* **STATED GOAL**
Copy out, word for word, the lines starting at the one that contains "of the flower" and ending at the last line of the records.
*** TASK MATERIAL ***
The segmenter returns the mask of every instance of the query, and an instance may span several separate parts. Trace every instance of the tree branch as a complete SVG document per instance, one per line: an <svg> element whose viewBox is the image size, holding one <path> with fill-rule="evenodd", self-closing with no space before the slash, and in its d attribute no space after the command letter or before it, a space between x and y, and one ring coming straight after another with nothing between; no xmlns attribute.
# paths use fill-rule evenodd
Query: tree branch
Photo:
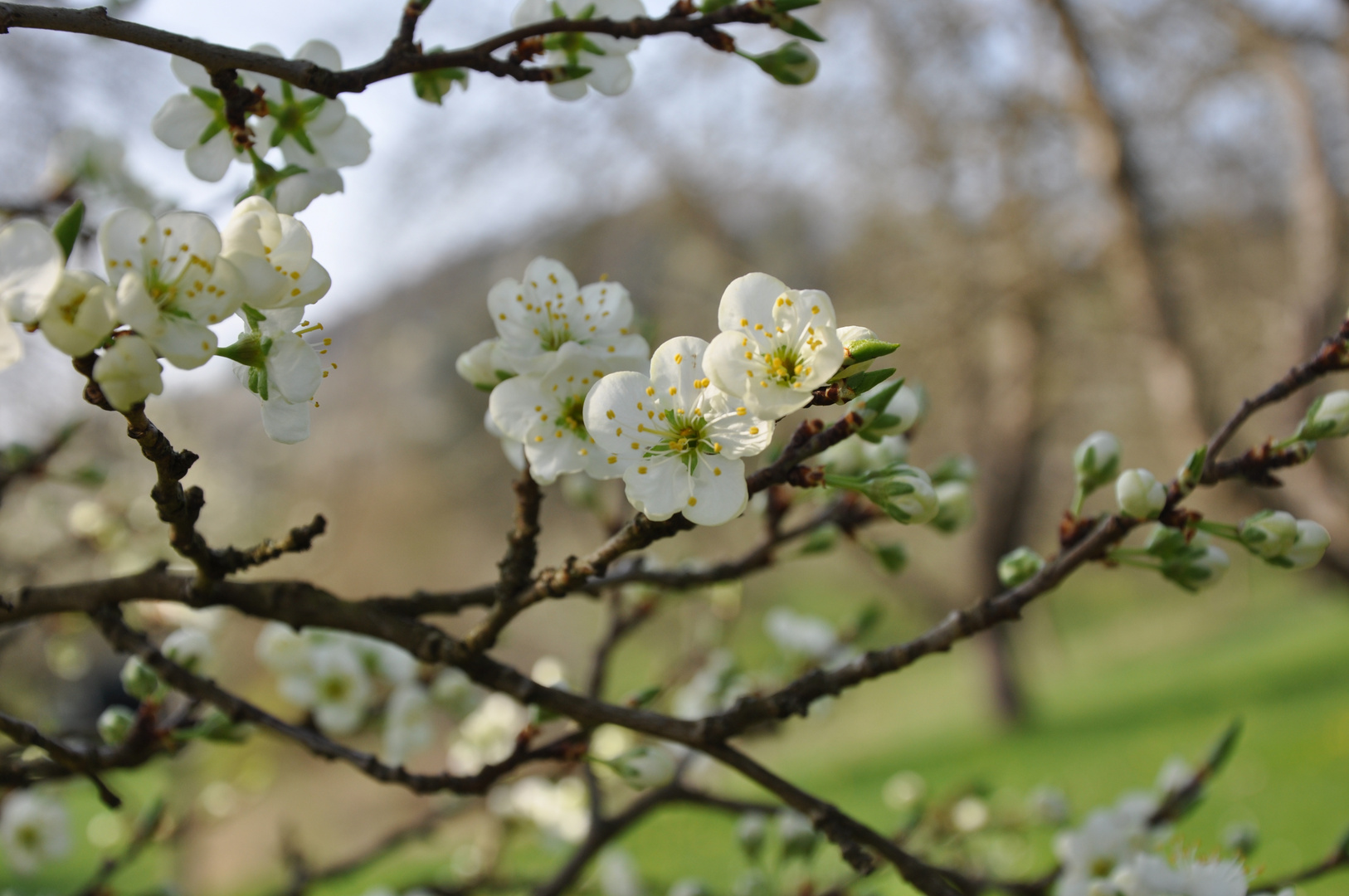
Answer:
<svg viewBox="0 0 1349 896"><path fill-rule="evenodd" d="M418 12L409 22L409 11L414 5L425 9L425 4L409 4L401 20L398 35L390 43L384 55L368 65L341 72L332 72L305 59L283 59L264 53L237 50L135 22L115 19L103 7L67 9L26 3L0 3L0 34L7 34L9 28L89 34L123 43L134 43L162 53L171 53L183 59L197 62L212 74L228 70L256 72L289 81L297 88L313 90L326 97L336 97L340 93L360 93L371 84L402 74L451 67L471 69L517 81L550 81L554 77L552 69L530 67L514 59L500 59L492 55L503 47L548 34L607 34L615 38L630 39L661 34L688 34L701 39L716 50L730 51L735 47L735 42L730 35L720 31L720 26L733 23L766 23L769 22L769 12L773 8L769 0L753 0L751 3L741 3L701 15L687 15L672 11L660 19L649 19L646 16L625 22L610 19L553 19L505 31L469 47L424 53L411 39L415 18L420 16Z"/></svg>

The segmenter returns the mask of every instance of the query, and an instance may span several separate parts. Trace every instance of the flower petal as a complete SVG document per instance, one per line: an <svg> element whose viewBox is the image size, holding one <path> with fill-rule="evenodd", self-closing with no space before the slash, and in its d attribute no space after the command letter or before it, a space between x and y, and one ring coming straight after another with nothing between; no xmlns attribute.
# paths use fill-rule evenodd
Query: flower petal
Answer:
***
* **THE SOLUTION**
The segmenter returns the mask of every instance of the query, and an instance may span several separate parts. Trace every instance of the flower petal as a complete SVG document per instance, one per line: an <svg> element whose viewBox is the image size, holding one <path> with fill-rule="evenodd", self-closing with no space before the slash, and in its d attribute no space after the command letter or before it, a space between x and y, and one ring coming straight after another with nothing between; no xmlns attribute.
# paths use fill-rule evenodd
Query: flower petal
Answer:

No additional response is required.